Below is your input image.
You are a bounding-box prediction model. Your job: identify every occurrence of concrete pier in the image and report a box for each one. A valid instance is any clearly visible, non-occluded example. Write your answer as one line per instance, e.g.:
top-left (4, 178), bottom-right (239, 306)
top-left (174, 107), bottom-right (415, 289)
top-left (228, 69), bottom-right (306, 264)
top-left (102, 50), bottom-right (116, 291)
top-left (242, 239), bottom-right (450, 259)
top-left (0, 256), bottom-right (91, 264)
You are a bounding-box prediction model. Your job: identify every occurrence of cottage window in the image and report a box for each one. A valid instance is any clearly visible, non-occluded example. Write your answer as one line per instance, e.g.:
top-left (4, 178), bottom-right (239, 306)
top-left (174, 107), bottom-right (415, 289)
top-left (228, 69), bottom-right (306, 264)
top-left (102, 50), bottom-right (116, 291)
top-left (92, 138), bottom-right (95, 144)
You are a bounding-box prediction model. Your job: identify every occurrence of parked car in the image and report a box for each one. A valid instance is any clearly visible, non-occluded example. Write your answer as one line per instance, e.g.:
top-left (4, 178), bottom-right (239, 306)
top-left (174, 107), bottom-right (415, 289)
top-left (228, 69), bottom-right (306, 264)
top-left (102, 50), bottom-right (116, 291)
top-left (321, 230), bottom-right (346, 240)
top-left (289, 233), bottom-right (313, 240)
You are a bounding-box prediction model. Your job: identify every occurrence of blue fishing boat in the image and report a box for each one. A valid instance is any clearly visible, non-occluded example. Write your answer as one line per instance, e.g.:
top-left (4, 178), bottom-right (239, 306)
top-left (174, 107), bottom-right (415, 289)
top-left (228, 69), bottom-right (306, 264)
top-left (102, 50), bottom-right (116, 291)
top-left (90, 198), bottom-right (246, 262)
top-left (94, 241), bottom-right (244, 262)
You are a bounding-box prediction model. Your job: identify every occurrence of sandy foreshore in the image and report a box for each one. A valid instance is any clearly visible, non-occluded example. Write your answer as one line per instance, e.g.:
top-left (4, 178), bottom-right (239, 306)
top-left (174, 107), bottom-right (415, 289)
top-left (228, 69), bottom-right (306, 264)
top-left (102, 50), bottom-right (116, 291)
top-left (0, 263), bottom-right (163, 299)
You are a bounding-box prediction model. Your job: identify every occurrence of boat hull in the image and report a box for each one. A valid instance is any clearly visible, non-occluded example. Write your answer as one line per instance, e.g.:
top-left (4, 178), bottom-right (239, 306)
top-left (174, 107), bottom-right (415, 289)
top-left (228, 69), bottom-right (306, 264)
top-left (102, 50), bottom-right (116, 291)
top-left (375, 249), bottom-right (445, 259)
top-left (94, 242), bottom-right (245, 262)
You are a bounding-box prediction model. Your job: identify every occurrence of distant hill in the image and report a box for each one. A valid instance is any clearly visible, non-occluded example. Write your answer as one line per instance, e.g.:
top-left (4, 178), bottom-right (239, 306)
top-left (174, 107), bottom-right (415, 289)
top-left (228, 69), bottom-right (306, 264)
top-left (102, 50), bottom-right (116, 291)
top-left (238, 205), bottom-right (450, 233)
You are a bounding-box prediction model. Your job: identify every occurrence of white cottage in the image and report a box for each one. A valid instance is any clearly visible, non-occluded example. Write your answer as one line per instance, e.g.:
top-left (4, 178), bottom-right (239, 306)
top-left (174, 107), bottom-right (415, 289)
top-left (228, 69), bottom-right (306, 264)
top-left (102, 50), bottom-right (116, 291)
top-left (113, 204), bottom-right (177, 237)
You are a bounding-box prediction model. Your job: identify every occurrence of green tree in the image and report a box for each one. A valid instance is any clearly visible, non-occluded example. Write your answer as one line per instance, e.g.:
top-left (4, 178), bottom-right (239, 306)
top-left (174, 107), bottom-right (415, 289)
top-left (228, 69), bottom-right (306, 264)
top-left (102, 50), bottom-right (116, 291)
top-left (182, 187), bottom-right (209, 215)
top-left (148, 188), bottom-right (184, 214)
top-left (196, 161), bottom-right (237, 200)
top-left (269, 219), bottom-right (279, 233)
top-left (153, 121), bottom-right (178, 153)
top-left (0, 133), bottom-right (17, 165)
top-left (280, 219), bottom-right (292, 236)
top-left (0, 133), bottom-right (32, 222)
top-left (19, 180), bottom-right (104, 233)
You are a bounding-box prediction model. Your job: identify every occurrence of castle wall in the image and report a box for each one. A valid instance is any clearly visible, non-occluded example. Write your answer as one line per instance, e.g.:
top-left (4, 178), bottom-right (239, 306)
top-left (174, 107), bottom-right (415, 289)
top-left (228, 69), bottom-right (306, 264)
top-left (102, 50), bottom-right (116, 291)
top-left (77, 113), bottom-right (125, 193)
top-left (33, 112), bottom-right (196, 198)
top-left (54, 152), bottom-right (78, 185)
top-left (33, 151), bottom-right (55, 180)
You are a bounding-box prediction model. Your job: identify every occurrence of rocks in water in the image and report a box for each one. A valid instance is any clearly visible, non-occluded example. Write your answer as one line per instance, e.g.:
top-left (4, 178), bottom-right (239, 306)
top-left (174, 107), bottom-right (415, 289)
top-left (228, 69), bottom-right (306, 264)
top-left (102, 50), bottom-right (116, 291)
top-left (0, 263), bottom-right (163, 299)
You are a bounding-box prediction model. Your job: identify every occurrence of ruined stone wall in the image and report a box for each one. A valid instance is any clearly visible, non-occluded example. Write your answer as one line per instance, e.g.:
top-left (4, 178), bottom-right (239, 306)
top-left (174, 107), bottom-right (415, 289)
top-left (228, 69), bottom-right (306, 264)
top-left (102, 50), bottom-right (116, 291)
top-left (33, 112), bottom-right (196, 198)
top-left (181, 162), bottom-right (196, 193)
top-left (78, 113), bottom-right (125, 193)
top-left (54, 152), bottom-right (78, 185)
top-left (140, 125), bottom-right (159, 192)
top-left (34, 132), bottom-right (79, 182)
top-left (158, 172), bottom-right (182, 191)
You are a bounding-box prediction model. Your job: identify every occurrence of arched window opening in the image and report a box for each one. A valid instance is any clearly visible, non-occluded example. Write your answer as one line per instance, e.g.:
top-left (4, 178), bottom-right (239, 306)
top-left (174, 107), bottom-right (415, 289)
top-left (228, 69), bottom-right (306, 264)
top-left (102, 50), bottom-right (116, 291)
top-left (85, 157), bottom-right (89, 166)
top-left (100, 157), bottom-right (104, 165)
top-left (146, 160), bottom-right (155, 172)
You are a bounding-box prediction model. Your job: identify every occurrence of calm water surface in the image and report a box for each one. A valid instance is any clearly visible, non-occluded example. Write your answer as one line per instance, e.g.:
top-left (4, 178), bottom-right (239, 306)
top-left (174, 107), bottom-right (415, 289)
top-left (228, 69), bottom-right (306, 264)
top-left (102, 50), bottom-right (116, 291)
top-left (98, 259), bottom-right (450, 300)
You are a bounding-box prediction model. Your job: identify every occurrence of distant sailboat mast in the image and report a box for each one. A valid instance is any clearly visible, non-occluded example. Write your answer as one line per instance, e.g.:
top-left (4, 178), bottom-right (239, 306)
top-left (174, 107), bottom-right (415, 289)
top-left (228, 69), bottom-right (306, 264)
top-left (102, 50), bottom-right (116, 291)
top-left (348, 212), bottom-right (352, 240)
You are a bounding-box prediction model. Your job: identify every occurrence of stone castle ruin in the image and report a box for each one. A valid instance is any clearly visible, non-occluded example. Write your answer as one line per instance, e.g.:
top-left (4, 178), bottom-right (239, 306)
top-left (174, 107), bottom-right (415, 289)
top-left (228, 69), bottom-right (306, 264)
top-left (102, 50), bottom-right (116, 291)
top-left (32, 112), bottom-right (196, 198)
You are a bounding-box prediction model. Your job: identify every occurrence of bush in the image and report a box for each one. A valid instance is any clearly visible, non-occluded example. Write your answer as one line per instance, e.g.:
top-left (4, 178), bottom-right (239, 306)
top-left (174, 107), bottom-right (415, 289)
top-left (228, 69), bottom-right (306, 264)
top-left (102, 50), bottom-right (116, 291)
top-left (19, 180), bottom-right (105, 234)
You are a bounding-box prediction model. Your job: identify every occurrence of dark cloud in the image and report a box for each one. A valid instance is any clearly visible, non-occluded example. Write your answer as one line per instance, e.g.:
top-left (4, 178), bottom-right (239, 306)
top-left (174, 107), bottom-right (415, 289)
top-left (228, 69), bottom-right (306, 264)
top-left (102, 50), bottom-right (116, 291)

####################

→ Exercise:
I'd like the lines above from the one with "occurrence of white" up to and including the one with "occurrence of castle" copied exactly, with no other lines.

→ The answer:
You are a bounding-box prediction model. Your job: identify every occurrence of white cottage in the image and report a box for each one. A valid instance is any clearly visible, non-occluded example. Write your answer as one line per instance, e.g.:
top-left (4, 178), bottom-right (239, 306)
top-left (174, 107), bottom-right (415, 289)
top-left (228, 69), bottom-right (306, 264)
top-left (102, 50), bottom-right (116, 291)
top-left (113, 204), bottom-right (177, 237)
You are a bounding-box prediction model. Your job: identify every occurrence of green tree in the image and report a box for each one. A valid instance is any clearly visible, non-occluded example. Write your answer as one line per instance, e.g.:
top-left (4, 178), bottom-right (239, 306)
top-left (174, 107), bottom-right (415, 289)
top-left (228, 69), bottom-right (306, 264)
top-left (102, 50), bottom-right (116, 291)
top-left (182, 187), bottom-right (209, 215)
top-left (148, 188), bottom-right (184, 214)
top-left (196, 161), bottom-right (237, 200)
top-left (269, 219), bottom-right (279, 233)
top-left (153, 121), bottom-right (178, 153)
top-left (0, 133), bottom-right (17, 165)
top-left (280, 219), bottom-right (292, 236)
top-left (0, 133), bottom-right (32, 222)
top-left (19, 180), bottom-right (104, 233)
You are a bounding-box prediction model. Your job: identify every occurrence of castle wall in the image and report a box for each one. A valid instance is any clearly visible, non-occluded example. Write your answer as one line per instance, e.g.:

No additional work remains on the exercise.